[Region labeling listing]
⟨

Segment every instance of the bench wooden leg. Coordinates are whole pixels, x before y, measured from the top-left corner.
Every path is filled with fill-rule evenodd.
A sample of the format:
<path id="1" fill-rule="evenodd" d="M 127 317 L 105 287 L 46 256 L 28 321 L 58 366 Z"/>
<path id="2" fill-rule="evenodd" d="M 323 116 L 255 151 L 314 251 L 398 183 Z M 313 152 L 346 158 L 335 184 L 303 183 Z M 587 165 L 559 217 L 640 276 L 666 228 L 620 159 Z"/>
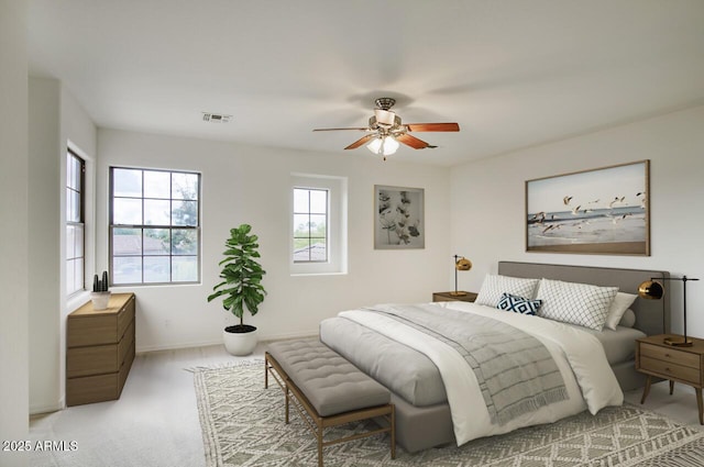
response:
<path id="1" fill-rule="evenodd" d="M 284 392 L 286 393 L 286 424 L 288 424 L 288 385 L 286 385 L 286 390 Z"/>
<path id="2" fill-rule="evenodd" d="M 392 405 L 392 431 L 391 431 L 391 443 L 392 443 L 392 459 L 396 458 L 396 405 Z"/>
<path id="3" fill-rule="evenodd" d="M 652 382 L 652 377 L 648 375 L 646 378 L 646 387 L 642 388 L 642 397 L 640 398 L 640 403 L 646 403 L 646 398 L 648 398 L 648 393 L 650 392 L 650 383 Z"/>
<path id="4" fill-rule="evenodd" d="M 322 467 L 322 424 L 318 423 L 318 467 Z"/>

⟩

**SHORT EXERCISE:**
Can you recast every line of the listing above as a Markdown table with the columns "Row" and "Line", numbering the rows, skipping blank lines, and leaving out the pictures?

**REPLY:**
| Row | Line |
|---|---|
| 1 | Segment every instance of the bench wooden leg. Coordinates are whole pixels, x before y, measured from the top-left corner. |
| 2 | Every path is filled with fill-rule evenodd. |
| 3 | A sample of the format: |
| 4 | <path id="1" fill-rule="evenodd" d="M 127 317 L 105 287 L 46 256 L 28 321 L 58 366 Z"/> |
| 5 | <path id="2" fill-rule="evenodd" d="M 323 116 L 255 151 L 314 251 L 398 183 Z M 313 152 L 346 158 L 335 184 L 303 183 Z M 587 165 L 559 217 L 640 276 L 666 228 L 620 159 Z"/> |
| 6 | response: |
| 7 | <path id="1" fill-rule="evenodd" d="M 284 392 L 286 393 L 286 424 L 288 424 L 288 385 L 286 385 L 286 390 Z"/> |
| 8 | <path id="2" fill-rule="evenodd" d="M 392 405 L 392 431 L 391 431 L 391 443 L 392 443 L 392 459 L 396 458 L 396 405 Z"/> |
| 9 | <path id="3" fill-rule="evenodd" d="M 652 382 L 652 377 L 648 375 L 646 378 L 646 387 L 642 388 L 642 397 L 640 398 L 640 403 L 646 403 L 646 398 L 648 398 L 648 393 L 650 392 L 650 383 Z"/> |
| 10 | <path id="4" fill-rule="evenodd" d="M 322 467 L 322 424 L 318 423 L 318 467 Z"/> |